**THE PROBLEM:**
I'd like the full listing transcribed exactly, with no images included.

**DATASET:**
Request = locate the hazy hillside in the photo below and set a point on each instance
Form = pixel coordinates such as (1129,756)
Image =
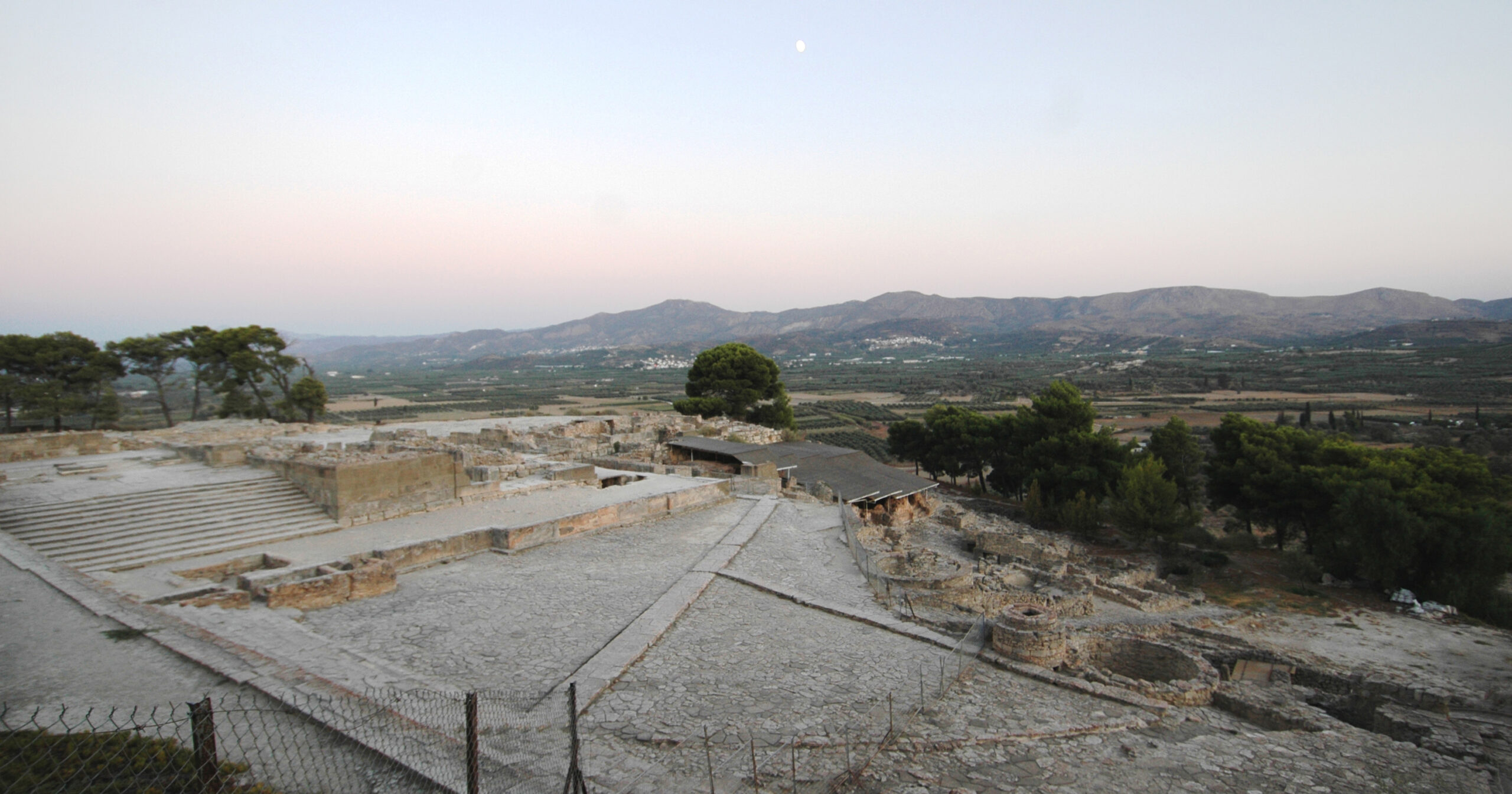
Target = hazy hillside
(1192,312)
(1440,333)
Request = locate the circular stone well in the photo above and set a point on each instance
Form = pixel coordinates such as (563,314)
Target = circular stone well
(1156,669)
(1032,634)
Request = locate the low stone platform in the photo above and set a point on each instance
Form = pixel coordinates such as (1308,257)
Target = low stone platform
(424,539)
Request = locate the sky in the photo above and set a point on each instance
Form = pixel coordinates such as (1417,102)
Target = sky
(390,168)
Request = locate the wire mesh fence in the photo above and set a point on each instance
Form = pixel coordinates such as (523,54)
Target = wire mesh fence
(865,558)
(386,740)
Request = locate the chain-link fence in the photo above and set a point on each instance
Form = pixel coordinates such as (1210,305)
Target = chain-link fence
(865,558)
(244,743)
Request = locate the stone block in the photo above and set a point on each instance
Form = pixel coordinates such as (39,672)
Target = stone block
(315,593)
(575,474)
(374,578)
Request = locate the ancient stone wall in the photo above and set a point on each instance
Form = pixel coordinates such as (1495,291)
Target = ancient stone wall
(1153,669)
(53,445)
(1030,634)
(362,492)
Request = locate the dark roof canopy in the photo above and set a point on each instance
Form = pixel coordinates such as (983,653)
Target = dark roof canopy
(850,472)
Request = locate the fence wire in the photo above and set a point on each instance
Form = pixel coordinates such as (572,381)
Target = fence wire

**OUTPUT FOR THIS EXERCISE:**
Request = locate the hazy hillside in the photo below and set a point on each instance
Form = pixel coordinates such as (1129,756)
Image =
Target = hazy hillside
(1192,312)
(1440,333)
Request = locate the circular stone well in the photo above and set a point on each instance
Form = pixel coordinates such as (563,314)
Target = circular stone well
(1156,669)
(1032,634)
Request = locate the low stone platform in the photo above and set a point on each instance
Form = pixel coordinates such as (1308,257)
Target = low stone platform
(424,539)
Request = locate the sky in the photo above and set a point on each instance
Form = pixel coordinates such as (1417,102)
Target = sky
(390,168)
Request = locate the wire mesh fence in the photo above and set a point on each instance
Form = pixel coordinates such as (523,54)
Target = wire mesh fence
(865,558)
(386,740)
Request = locate the chain-link fence in the photo above and set a point on each instance
Form = pixel coordinates such as (1210,305)
Target = chain-link fence
(865,558)
(244,743)
Request = locate the stone block in the photo above and set a point on each instance
Form = pixel coordinates such as (39,672)
Target = stone block
(315,593)
(575,474)
(374,578)
Request = locate the ancient stone wall in the photo above and set a point on each instance
Form = pixel coordinates such as (1495,291)
Target = ancient stone wall
(1153,669)
(53,445)
(1030,634)
(362,492)
Request = locate the dark roof canopy in the photo above and set a point on each instance
Form = pixel coordinates such as (983,653)
Target = dark roof canopy
(850,472)
Request = locate the fence wire in the photo above and set a point on each instance
Form = pixel coordinates such as (572,381)
Target = fence wire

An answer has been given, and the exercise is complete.